## Exercise material
+---+
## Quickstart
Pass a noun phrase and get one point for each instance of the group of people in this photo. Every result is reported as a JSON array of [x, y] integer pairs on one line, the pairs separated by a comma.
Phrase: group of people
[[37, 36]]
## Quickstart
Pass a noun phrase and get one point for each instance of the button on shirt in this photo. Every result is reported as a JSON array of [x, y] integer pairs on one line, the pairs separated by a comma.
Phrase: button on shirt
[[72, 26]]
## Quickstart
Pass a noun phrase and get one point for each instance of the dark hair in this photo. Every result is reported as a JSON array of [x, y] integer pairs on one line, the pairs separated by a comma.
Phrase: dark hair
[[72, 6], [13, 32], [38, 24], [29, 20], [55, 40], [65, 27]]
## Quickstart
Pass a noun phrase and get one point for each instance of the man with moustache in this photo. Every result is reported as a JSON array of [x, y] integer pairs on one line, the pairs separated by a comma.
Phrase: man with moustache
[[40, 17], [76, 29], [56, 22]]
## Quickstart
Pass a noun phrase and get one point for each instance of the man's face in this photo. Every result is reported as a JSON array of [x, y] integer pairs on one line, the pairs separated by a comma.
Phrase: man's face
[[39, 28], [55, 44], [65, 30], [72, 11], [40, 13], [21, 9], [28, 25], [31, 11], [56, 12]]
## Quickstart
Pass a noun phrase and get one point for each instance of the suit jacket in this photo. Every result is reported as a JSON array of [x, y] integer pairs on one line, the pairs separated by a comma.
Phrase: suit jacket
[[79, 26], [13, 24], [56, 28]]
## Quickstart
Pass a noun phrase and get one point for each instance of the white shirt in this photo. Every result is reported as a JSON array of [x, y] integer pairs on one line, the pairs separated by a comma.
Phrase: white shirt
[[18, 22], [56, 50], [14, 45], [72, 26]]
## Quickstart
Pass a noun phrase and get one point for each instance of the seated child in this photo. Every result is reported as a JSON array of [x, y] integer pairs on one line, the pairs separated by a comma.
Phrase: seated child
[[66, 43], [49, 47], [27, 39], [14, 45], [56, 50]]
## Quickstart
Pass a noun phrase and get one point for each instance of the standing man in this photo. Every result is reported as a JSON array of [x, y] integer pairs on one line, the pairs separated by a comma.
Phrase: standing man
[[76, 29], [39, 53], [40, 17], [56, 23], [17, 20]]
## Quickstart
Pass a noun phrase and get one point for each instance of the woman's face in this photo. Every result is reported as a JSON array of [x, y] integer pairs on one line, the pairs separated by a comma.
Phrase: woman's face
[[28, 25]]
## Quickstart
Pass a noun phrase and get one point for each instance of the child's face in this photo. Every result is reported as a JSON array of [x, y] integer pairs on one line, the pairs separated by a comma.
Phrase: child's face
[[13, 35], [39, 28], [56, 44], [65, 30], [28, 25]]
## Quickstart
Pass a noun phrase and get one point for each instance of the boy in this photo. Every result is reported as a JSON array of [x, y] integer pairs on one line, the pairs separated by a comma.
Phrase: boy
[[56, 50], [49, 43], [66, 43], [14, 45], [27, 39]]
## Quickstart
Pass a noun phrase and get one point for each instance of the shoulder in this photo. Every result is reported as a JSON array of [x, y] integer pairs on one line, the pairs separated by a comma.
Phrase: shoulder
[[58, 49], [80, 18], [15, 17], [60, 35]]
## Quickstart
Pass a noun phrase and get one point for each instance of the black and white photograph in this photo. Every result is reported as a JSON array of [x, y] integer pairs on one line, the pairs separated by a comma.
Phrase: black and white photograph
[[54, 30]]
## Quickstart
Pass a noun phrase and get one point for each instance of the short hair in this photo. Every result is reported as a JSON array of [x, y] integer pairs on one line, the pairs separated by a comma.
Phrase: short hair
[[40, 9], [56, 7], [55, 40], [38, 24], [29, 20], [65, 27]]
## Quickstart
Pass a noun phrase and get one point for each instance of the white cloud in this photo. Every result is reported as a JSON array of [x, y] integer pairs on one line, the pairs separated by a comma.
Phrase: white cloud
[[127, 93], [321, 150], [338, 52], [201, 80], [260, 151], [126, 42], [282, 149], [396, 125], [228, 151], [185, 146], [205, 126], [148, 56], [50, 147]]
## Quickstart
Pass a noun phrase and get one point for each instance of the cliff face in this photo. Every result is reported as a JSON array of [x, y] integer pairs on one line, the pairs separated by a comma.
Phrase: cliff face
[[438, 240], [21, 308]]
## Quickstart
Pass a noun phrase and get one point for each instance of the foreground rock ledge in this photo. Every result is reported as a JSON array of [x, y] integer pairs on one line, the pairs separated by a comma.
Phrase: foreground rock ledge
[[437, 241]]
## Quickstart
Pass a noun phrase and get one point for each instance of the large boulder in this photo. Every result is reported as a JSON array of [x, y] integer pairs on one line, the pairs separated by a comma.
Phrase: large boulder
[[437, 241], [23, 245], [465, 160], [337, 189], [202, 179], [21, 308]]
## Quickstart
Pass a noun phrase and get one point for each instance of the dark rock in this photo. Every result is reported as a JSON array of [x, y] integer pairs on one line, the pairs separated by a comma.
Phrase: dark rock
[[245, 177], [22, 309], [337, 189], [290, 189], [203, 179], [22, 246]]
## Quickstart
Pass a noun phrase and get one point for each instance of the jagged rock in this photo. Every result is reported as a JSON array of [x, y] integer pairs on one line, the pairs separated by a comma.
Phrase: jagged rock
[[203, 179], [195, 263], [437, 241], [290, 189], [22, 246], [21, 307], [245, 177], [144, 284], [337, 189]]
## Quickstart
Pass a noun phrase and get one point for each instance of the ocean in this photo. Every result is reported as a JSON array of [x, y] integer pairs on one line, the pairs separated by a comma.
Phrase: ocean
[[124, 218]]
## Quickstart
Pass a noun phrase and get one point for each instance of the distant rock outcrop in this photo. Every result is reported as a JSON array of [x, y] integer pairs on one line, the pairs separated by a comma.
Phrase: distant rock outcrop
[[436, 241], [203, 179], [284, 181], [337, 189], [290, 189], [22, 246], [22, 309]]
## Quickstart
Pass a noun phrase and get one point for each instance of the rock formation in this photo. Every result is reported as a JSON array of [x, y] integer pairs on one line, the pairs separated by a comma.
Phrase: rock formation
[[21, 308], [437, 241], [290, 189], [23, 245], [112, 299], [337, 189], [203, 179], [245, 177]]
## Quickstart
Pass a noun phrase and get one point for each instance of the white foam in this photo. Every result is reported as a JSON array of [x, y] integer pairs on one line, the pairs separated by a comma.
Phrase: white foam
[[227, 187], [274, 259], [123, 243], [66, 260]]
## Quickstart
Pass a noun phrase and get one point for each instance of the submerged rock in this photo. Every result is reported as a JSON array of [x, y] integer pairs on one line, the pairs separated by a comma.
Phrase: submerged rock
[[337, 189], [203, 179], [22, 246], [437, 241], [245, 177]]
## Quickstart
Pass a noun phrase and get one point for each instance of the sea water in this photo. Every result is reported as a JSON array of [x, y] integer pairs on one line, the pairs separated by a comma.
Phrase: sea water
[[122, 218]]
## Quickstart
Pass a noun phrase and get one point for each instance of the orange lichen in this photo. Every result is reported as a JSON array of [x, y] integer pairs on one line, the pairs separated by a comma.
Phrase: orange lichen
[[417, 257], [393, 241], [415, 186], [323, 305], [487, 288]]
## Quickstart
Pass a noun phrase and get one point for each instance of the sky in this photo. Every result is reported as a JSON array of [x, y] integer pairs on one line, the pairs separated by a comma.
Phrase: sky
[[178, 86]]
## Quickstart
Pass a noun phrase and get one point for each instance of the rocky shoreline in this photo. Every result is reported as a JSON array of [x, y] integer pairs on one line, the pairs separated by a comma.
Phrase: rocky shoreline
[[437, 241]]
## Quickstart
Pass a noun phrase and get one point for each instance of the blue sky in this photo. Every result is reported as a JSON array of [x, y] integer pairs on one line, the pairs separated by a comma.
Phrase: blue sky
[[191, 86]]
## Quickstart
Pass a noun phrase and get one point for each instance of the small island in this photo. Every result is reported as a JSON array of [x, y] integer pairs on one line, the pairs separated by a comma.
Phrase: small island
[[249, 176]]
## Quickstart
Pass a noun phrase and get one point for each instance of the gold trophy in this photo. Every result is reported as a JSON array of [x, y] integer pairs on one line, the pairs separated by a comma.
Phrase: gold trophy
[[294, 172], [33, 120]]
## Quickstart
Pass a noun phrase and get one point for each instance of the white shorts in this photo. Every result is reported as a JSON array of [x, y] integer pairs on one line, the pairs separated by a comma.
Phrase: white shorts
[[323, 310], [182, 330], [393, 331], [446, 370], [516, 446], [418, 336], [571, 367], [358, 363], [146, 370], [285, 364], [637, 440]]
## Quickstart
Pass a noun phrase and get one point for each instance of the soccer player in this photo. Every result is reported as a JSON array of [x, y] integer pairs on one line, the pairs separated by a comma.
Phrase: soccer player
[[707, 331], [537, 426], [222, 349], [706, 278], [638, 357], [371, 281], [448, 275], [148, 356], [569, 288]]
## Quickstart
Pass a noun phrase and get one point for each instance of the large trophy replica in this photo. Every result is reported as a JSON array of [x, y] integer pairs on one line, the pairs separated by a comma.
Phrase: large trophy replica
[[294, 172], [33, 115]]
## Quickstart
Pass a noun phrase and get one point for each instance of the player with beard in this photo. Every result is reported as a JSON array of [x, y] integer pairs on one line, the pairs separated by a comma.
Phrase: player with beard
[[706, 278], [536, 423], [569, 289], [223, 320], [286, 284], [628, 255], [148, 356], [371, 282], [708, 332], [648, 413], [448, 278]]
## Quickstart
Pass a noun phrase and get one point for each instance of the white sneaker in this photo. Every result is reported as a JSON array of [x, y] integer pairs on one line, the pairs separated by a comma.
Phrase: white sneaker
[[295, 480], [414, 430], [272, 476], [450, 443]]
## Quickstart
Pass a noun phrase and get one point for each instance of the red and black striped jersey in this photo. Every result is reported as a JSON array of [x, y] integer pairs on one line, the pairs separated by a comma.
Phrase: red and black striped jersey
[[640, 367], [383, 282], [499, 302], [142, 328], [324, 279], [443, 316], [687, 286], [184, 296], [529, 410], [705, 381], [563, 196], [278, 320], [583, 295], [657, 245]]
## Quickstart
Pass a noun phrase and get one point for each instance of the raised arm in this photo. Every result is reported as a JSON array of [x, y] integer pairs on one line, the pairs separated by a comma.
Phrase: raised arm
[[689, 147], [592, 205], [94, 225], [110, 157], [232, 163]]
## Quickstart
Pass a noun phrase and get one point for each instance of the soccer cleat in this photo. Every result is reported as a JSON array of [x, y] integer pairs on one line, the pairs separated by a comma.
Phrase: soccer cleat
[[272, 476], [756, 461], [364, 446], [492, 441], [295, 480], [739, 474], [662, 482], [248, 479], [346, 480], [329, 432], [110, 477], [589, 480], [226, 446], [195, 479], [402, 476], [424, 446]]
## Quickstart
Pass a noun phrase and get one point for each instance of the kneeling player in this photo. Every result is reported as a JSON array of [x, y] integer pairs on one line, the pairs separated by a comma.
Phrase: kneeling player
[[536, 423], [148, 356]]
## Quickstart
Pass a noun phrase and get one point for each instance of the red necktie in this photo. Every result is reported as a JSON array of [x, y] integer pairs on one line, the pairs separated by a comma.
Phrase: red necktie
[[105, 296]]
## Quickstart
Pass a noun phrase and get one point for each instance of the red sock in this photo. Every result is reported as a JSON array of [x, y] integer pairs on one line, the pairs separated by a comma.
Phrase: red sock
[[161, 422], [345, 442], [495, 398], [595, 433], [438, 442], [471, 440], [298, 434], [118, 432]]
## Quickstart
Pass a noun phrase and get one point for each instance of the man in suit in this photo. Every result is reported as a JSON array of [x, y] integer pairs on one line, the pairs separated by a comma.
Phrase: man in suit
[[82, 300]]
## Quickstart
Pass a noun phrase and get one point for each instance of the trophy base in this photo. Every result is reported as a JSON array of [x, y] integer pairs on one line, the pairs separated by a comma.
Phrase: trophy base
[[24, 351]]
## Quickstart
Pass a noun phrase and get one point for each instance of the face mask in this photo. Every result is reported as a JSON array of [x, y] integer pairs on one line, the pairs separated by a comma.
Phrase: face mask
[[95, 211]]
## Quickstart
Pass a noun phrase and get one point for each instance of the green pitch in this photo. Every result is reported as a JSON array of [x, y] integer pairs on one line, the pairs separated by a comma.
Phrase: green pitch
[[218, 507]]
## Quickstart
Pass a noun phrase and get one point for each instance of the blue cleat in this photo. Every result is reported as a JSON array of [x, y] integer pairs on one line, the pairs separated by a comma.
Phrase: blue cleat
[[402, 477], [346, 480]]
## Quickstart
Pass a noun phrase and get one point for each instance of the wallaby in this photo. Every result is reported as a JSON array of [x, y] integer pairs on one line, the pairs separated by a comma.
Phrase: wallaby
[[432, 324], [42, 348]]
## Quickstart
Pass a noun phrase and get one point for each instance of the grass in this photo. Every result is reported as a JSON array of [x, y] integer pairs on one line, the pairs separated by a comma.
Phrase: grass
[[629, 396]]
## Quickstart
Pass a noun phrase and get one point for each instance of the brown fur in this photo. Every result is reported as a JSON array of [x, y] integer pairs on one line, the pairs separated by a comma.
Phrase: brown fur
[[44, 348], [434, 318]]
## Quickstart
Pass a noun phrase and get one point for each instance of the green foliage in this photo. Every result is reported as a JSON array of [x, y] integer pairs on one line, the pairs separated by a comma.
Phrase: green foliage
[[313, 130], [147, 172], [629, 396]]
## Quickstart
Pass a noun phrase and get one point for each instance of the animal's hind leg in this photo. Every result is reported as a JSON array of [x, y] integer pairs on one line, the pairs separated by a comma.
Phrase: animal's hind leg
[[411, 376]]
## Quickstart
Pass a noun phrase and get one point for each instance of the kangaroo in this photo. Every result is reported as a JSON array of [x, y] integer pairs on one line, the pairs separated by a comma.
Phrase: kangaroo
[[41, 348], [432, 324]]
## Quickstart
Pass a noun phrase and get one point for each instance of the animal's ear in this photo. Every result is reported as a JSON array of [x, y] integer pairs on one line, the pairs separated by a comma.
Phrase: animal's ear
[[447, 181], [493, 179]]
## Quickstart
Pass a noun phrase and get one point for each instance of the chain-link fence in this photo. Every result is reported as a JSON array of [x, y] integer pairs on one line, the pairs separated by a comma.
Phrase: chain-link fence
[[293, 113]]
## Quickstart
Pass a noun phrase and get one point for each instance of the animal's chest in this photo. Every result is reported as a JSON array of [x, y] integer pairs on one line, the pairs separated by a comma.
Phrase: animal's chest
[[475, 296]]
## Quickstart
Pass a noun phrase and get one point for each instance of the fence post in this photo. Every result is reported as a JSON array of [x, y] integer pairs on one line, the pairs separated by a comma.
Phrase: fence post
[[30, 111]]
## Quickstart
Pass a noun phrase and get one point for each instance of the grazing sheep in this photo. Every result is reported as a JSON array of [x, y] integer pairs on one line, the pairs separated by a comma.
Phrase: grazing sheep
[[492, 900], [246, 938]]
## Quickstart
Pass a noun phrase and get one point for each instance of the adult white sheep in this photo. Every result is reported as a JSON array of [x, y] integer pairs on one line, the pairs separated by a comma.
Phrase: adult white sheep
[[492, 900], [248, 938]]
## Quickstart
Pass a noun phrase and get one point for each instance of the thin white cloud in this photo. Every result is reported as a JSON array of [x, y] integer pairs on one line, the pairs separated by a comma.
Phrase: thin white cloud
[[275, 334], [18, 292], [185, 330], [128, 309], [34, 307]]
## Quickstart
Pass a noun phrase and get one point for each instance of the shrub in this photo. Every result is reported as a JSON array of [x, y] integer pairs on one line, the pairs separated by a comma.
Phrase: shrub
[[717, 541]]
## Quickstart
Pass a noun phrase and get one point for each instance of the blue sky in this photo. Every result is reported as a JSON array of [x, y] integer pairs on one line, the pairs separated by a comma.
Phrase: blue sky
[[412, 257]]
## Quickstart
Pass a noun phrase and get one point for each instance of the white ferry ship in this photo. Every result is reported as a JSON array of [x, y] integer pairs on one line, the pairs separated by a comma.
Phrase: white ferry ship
+---+
## What is expected
Retype the entries above exactly, but only from the line containing "Phrase: ocean" through the line containing "the rock formation", both included.

## Written solution
Phrase: ocean
[[124, 218]]
## Quickstart
Pass a noun phrase and get one point for each instance of the distant rock outcrop in this photo. Every result is reported as a JSON array of [x, y] integer pairs on one line, the pairs separated by a comma.
Phrase: distant rock outcrop
[[436, 241], [203, 179], [284, 181], [337, 189], [290, 189], [22, 246], [22, 309]]
## Quickstart
Pass a noun phrase and get one point for each instance of the rock formation in this photo. Every result is reported as a JSON array of [x, y] integer pairs on one line, the pairs separated by a comma.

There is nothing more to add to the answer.